Texte proposé:
* * * * * * *
# Problème avec iBooks



## Martin_a (9 Décembre 2012)

Hello les gars je savais pas trop ou poster, on verra si ca passe...

Je viens d'acheter un iMac 27" avec un paiement sofinco en 12 fois sans frais. J'ai passé la commande depuis mon iPad et j'ai donc telechargé le contrat à imprimer depuis mon iPad.

Il est dans mon iBooks et je suis bien embêté car impossible, alors que c'est possible avec les autres pdf, de m'envoyer ce contrat par mail pour l'imprimer à la maison sur mon imprimante non compatible airprint.

Comment puis je récupérer ce fichier ? Une idée ?


----------



## MiWii (9 Décembre 2012)

En connectant l'iPad à iTunes, tu as essayé ?
* * * * * * *
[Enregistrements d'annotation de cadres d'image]
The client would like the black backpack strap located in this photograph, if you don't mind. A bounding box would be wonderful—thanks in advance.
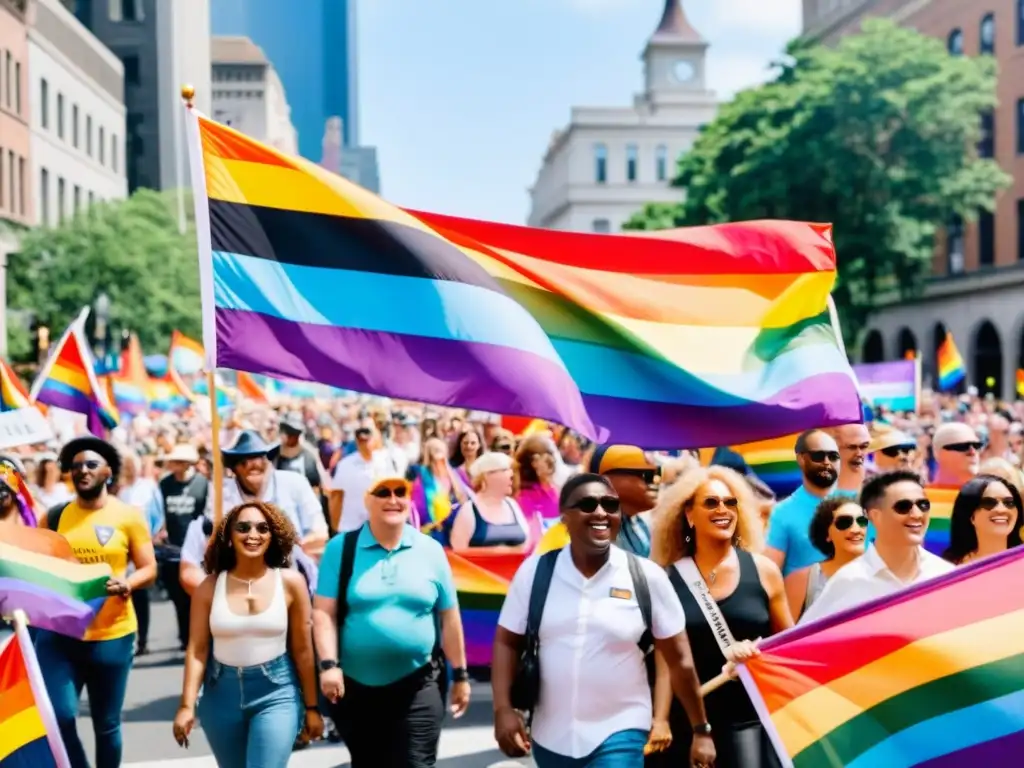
[526,549,561,638]
[336,526,362,647]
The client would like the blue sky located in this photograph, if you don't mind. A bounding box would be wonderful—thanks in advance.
[358,0,801,223]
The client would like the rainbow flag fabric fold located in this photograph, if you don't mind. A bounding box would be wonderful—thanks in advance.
[0,544,111,639]
[189,113,861,449]
[0,627,71,768]
[740,548,1024,768]
[31,309,119,435]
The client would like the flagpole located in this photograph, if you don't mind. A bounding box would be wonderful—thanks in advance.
[183,85,224,530]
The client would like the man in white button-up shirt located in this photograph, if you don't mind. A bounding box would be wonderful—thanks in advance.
[800,470,953,624]
[492,474,715,768]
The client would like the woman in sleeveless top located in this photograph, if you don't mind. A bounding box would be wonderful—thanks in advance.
[452,453,529,552]
[651,466,793,768]
[785,497,867,618]
[174,502,324,768]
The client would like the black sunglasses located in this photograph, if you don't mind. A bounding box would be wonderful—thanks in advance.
[804,451,840,464]
[371,485,409,499]
[942,440,981,454]
[234,520,270,536]
[978,496,1017,512]
[569,496,618,515]
[893,499,932,515]
[833,515,867,530]
[882,445,914,459]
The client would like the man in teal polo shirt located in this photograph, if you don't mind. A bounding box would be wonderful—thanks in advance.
[313,476,469,768]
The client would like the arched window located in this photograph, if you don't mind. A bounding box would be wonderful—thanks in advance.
[978,13,995,55]
[946,27,964,56]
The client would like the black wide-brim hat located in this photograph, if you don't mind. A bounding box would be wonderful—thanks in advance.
[220,429,281,467]
[57,435,121,480]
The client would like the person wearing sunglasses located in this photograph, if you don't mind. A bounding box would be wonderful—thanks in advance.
[785,497,867,618]
[765,429,840,577]
[313,474,469,768]
[942,474,1021,565]
[172,501,324,768]
[800,470,954,625]
[37,435,157,768]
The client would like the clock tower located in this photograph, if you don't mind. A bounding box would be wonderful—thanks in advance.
[642,0,708,103]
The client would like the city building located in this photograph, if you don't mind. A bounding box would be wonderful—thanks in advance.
[527,0,717,232]
[210,37,299,155]
[803,0,1024,396]
[62,0,211,191]
[29,0,128,226]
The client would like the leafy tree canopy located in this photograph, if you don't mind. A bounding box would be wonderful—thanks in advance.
[7,189,201,358]
[627,19,1010,335]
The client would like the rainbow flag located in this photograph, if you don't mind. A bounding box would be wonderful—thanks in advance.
[167,331,206,376]
[445,550,525,667]
[0,544,111,638]
[29,308,119,435]
[739,548,1024,768]
[188,112,861,449]
[0,626,71,768]
[935,332,967,391]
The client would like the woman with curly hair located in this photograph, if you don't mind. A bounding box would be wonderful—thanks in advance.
[174,501,324,768]
[651,466,793,768]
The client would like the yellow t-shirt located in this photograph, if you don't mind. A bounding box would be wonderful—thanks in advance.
[57,496,150,640]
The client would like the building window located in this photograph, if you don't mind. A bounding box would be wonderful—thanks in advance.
[946,28,964,56]
[39,168,50,226]
[654,144,669,181]
[39,78,50,128]
[946,215,964,274]
[978,13,995,55]
[978,211,995,266]
[594,144,608,184]
[978,112,995,158]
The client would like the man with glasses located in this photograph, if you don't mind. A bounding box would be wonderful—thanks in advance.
[765,429,840,577]
[800,470,954,624]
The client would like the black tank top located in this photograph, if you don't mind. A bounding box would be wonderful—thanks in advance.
[669,550,771,729]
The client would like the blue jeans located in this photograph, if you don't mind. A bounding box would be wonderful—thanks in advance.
[36,631,135,768]
[531,730,648,768]
[197,655,305,768]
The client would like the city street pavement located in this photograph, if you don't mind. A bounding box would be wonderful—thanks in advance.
[72,601,532,768]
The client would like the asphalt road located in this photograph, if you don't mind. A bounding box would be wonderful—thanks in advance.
[69,601,532,768]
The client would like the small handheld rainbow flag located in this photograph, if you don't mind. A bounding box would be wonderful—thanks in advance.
[0,620,71,768]
[741,548,1024,768]
[935,332,967,391]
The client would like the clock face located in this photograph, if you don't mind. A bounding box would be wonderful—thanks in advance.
[672,60,695,83]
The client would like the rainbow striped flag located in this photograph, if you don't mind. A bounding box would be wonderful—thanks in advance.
[0,625,71,768]
[188,112,861,449]
[935,332,967,391]
[739,548,1024,768]
[29,308,119,435]
[0,544,111,638]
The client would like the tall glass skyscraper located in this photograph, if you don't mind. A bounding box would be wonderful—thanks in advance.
[210,0,359,162]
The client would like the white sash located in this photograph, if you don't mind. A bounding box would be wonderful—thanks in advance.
[676,557,736,658]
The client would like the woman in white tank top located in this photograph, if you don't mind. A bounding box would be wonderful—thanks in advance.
[174,502,324,768]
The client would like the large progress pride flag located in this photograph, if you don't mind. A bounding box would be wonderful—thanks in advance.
[188,112,861,449]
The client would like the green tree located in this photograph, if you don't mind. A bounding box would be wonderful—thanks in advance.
[7,189,201,358]
[627,19,1010,335]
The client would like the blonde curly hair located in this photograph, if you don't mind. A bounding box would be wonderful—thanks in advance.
[650,466,764,566]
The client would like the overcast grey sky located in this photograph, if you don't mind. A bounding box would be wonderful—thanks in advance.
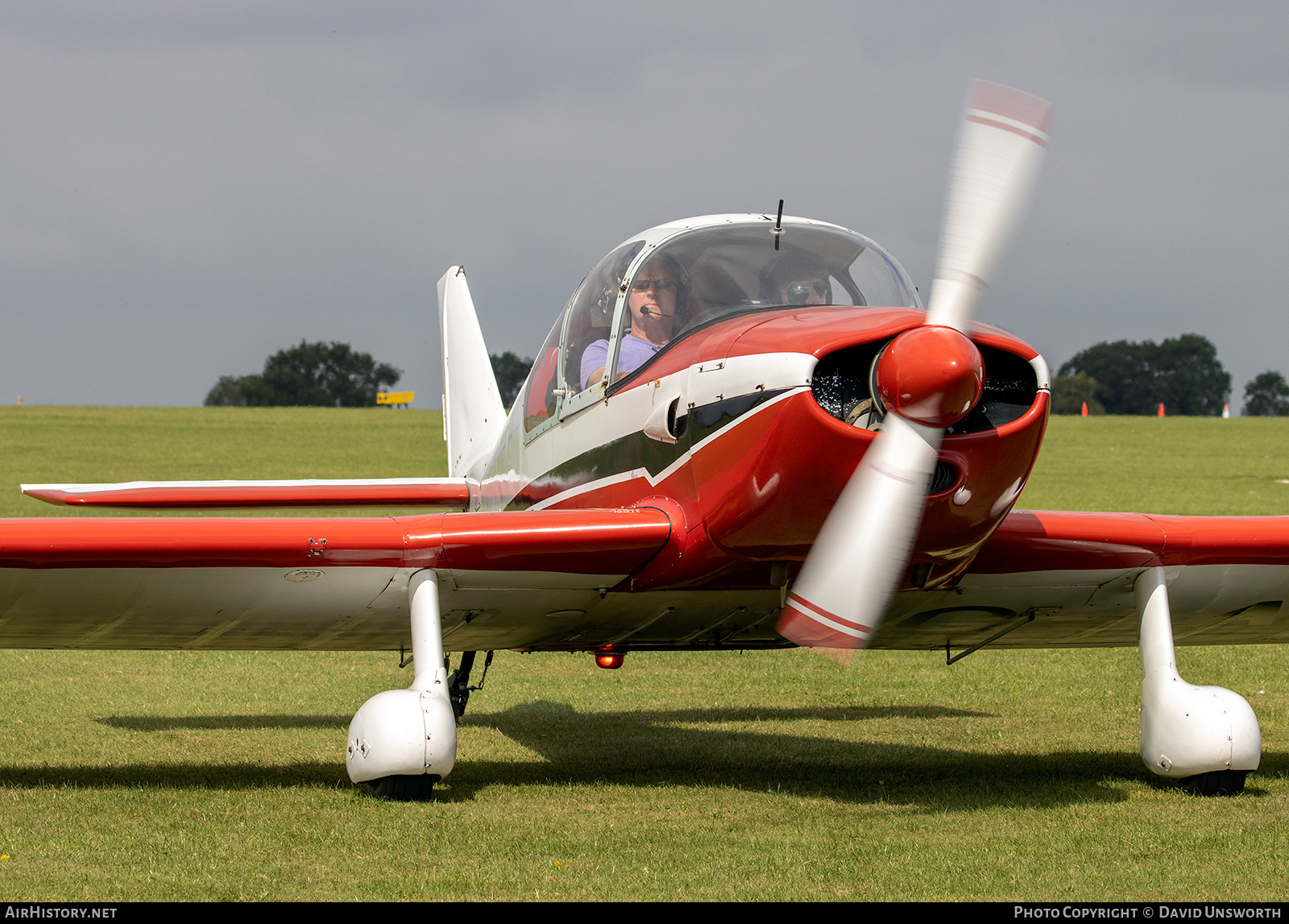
[0,0,1289,408]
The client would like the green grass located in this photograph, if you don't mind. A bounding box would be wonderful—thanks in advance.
[0,408,1289,901]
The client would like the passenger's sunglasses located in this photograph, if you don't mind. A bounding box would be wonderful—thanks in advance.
[632,280,675,292]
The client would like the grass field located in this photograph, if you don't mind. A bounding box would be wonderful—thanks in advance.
[0,408,1289,901]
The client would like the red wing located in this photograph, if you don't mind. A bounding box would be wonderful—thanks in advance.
[971,510,1289,574]
[874,510,1289,649]
[22,478,479,510]
[0,509,672,649]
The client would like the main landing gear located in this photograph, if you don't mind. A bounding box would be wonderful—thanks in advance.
[344,568,458,800]
[1133,567,1262,795]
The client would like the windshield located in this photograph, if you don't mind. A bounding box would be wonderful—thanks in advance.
[614,222,918,379]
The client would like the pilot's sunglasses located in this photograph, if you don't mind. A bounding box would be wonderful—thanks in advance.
[632,280,675,292]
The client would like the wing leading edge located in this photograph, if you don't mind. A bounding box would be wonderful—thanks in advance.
[0,508,672,649]
[874,510,1289,648]
[22,478,479,510]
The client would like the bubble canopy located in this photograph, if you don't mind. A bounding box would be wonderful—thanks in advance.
[530,214,920,425]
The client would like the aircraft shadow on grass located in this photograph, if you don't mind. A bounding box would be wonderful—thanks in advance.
[94,715,353,732]
[0,701,1273,810]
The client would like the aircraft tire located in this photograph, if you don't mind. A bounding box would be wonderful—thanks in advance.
[367,773,438,802]
[1182,771,1248,795]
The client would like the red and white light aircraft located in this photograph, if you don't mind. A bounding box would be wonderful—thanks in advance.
[7,84,1289,798]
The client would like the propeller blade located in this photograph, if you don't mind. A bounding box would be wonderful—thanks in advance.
[926,80,1052,333]
[776,414,941,648]
[776,81,1052,649]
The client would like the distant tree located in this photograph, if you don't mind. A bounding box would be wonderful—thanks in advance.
[1052,372,1106,414]
[487,352,533,408]
[1059,334,1231,415]
[205,340,402,408]
[1244,369,1289,417]
[204,375,259,408]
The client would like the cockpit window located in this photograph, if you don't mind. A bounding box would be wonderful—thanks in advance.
[565,241,644,391]
[612,223,918,380]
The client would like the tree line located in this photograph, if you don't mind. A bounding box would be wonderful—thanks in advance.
[204,340,402,408]
[1052,334,1289,416]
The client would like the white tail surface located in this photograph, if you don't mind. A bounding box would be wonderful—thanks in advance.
[438,267,505,477]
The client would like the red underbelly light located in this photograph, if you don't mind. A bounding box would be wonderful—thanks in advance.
[595,651,627,670]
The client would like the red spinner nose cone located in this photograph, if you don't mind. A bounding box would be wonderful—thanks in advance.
[877,326,984,429]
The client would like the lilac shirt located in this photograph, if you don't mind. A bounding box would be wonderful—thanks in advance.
[582,334,662,388]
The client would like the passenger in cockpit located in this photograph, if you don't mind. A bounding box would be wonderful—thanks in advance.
[761,253,833,305]
[582,254,688,388]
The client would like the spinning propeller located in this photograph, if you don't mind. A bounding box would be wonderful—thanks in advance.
[776,81,1052,648]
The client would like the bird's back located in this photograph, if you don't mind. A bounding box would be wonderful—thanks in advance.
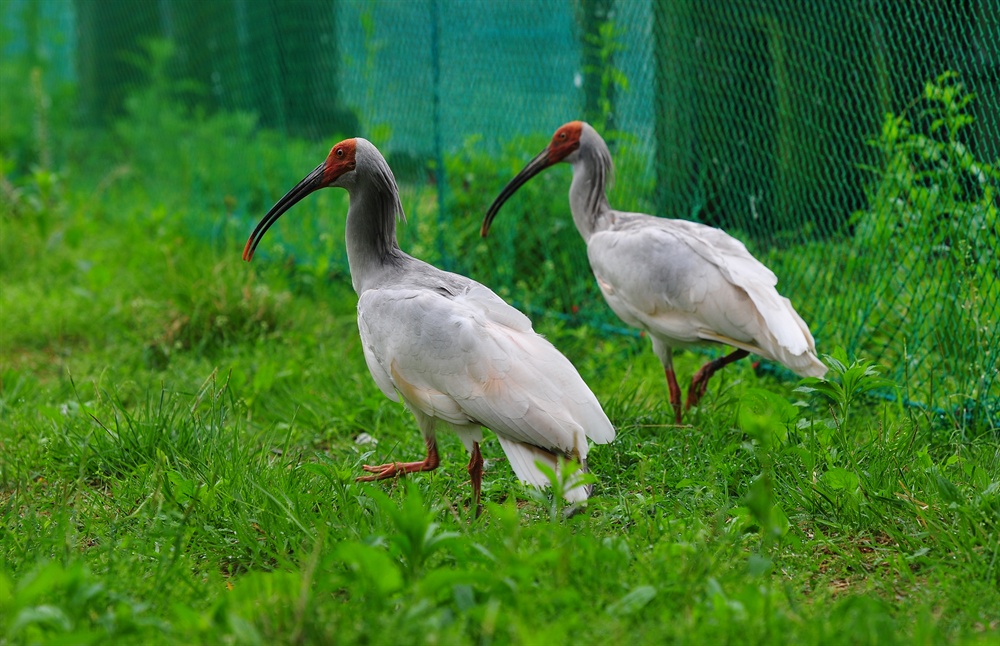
[358,259,614,458]
[588,213,825,375]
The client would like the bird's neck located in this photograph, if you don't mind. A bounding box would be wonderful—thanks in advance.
[569,150,611,240]
[345,190,405,296]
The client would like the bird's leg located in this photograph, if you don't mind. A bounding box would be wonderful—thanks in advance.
[469,442,483,518]
[684,350,750,409]
[355,438,441,482]
[663,366,681,425]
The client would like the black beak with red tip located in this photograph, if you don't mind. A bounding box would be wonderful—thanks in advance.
[243,161,326,262]
[479,147,554,238]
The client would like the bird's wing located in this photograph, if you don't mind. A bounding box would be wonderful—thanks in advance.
[668,220,814,355]
[358,281,614,457]
[588,214,822,373]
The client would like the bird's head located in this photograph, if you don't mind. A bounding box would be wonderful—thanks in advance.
[243,139,357,262]
[479,121,586,238]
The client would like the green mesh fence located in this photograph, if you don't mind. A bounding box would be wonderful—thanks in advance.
[0,0,1000,423]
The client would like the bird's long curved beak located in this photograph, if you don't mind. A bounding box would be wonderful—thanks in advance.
[479,147,552,238]
[243,161,326,262]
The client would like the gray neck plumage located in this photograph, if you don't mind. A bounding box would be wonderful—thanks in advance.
[345,162,406,296]
[569,137,614,240]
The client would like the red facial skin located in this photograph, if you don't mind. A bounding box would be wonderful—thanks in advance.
[323,139,357,186]
[548,121,583,164]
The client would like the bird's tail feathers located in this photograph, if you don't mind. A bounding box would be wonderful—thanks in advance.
[497,435,592,503]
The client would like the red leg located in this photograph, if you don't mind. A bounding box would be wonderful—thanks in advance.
[684,350,750,409]
[664,366,681,425]
[469,442,483,518]
[355,439,441,482]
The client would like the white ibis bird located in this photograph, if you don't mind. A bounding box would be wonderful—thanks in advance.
[243,138,615,514]
[481,121,826,424]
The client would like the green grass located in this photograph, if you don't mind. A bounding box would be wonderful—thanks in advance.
[0,168,1000,644]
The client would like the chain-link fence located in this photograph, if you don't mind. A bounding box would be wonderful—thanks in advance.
[0,0,1000,428]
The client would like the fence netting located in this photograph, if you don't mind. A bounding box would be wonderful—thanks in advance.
[0,0,1000,430]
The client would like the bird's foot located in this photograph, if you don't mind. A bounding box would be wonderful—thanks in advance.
[354,460,437,482]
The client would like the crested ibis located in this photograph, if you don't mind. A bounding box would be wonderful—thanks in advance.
[243,137,615,515]
[481,121,826,424]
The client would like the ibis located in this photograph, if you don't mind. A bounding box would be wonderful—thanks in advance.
[481,121,826,424]
[243,137,615,515]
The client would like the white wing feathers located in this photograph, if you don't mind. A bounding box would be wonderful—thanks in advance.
[588,218,826,376]
[358,283,614,464]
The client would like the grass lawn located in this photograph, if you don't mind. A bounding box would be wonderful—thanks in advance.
[0,175,1000,644]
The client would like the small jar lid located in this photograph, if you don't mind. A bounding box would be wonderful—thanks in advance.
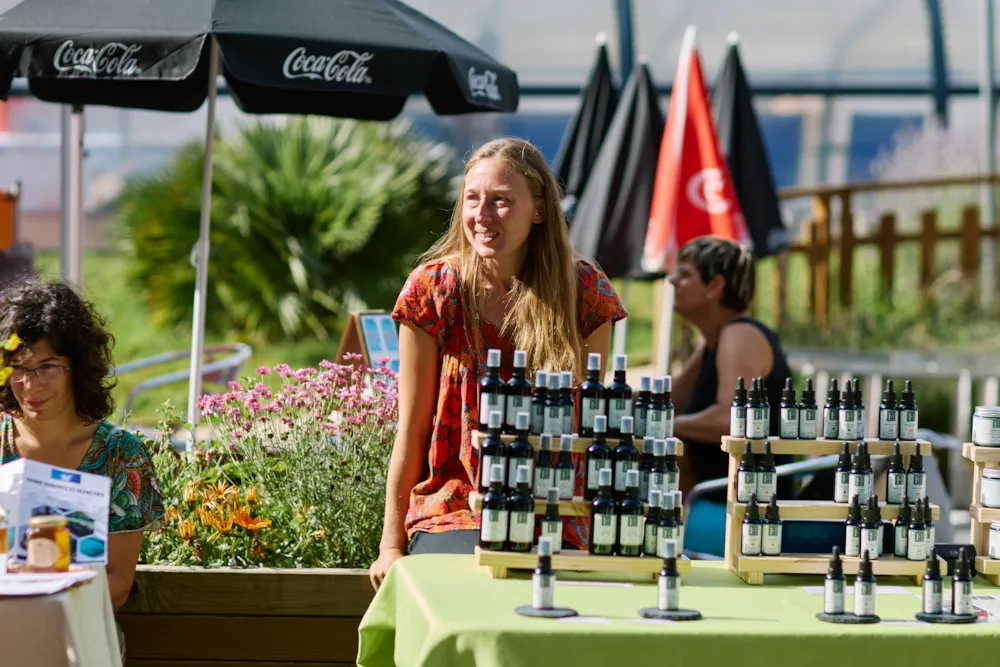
[28,516,67,528]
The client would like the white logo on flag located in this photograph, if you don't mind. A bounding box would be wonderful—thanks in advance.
[281,46,375,85]
[469,67,501,102]
[687,167,730,215]
[52,39,142,76]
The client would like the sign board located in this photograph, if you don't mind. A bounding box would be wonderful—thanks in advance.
[336,310,399,373]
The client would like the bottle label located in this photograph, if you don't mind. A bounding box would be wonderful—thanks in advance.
[951,581,972,616]
[844,526,861,556]
[657,575,681,611]
[507,457,535,489]
[618,514,645,547]
[906,528,927,560]
[542,519,562,554]
[479,393,504,424]
[736,470,757,503]
[742,523,760,556]
[531,574,555,609]
[823,579,844,614]
[747,408,770,440]
[544,405,563,437]
[479,510,508,542]
[757,472,778,503]
[878,410,899,440]
[587,459,611,491]
[580,398,607,430]
[892,524,909,558]
[632,407,649,438]
[533,468,553,498]
[761,523,781,556]
[779,408,799,440]
[823,408,840,438]
[505,396,531,428]
[906,472,927,503]
[729,405,747,438]
[509,512,535,544]
[646,410,667,439]
[556,468,576,500]
[861,526,881,560]
[591,514,618,547]
[899,410,917,440]
[833,470,851,503]
[885,472,906,505]
[924,579,942,614]
[799,409,819,440]
[531,403,548,435]
[642,521,660,556]
[608,398,635,435]
[854,581,875,616]
[479,454,507,488]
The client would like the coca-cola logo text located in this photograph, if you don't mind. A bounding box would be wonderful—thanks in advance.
[469,67,500,102]
[53,39,142,77]
[281,46,375,85]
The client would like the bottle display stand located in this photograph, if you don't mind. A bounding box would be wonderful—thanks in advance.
[962,443,1000,586]
[469,431,691,579]
[722,436,940,585]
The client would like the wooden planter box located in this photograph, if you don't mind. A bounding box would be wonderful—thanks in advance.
[117,565,374,667]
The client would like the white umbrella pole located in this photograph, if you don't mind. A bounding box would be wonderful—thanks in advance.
[59,104,84,288]
[187,36,219,451]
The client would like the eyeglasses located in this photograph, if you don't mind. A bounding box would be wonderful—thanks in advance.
[10,364,69,383]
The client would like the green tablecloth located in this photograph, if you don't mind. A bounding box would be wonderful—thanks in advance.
[358,555,1000,667]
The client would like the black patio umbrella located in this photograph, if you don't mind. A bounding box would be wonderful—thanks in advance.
[570,62,664,279]
[712,36,789,258]
[0,0,519,422]
[552,33,619,224]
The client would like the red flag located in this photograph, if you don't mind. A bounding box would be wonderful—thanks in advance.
[642,26,751,273]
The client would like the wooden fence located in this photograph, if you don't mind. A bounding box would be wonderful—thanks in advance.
* * * * * * *
Consigne 1:
Dans la discussion sur iBooks, recopiez le passage qui commence aux mots « ## Martin_a (9 » et s'arrête après « non compatible airprint. », en substituant « iPhone » à « iPad ».
Consigne 2:
Poursuivez la discussion sur iBooks à partir de son dernier message.
Ces enregistrements forment un matériau distinct de la discussion sur iBooks.

Résultat attendu 1:
## Martin_a (9 Décembre 2012)

Hello les gars je savais pas trop ou poster, on verra si ca passe...

Je viens d'acheter un iMac 27" avec un paiement sofinco en 12 fois sans frais. J'ai passé la commande depuis mon iPhone et j'ai donc telechargé le contrat à imprimer depuis mon iPhone.

Il est dans mon iBooks et je suis bien embêté car impossible, alors que c'est possible avec les autres pdf, de m'envoyer ce contrat par mail pour l'imprimer à la maison sur mon imprimante non compatible airprint.

Résultat attendu 2:
----------



## Martin_a (9 Décembre 2012)

Oui j'ai essayé mais malheureusement c'est le seul document PDF qui n'ai pas rapatrié dans la librairie iTunes !

Je comprends pas...


----------



## MiWii (9 Décembre 2012)

Sinon, fais un imprim ecran du pdf, puis imprime le...

ça ne sera surement pas la meme qualité mais au moins, tu auras une version papier. 


c'est vrai que c'est bizarre sinon...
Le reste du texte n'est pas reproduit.